Some records:

-- start --

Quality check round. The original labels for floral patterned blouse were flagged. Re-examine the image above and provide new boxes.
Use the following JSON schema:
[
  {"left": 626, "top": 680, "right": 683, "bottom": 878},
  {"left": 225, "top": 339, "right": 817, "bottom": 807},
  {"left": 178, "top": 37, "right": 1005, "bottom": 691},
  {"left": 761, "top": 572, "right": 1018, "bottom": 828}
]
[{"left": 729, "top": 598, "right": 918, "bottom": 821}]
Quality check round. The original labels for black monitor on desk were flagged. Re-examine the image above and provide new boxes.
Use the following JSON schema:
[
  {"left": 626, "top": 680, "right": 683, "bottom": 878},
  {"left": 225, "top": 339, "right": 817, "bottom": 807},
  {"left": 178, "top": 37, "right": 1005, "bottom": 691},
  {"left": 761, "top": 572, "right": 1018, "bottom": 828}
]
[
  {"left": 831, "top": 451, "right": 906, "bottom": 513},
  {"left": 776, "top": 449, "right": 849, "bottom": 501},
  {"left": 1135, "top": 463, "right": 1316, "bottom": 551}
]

-- end --

Given problem: Pick out each line above that contains the word "check" and copy it.

Exercise answer:
Quality check round. The original labels for floral patterned blouse were flagged. Re-examine the image above and provide new boxes.
Quality check round. The original labels for black monitor on desk were flagged. Re-examine the image above and provide new boxes.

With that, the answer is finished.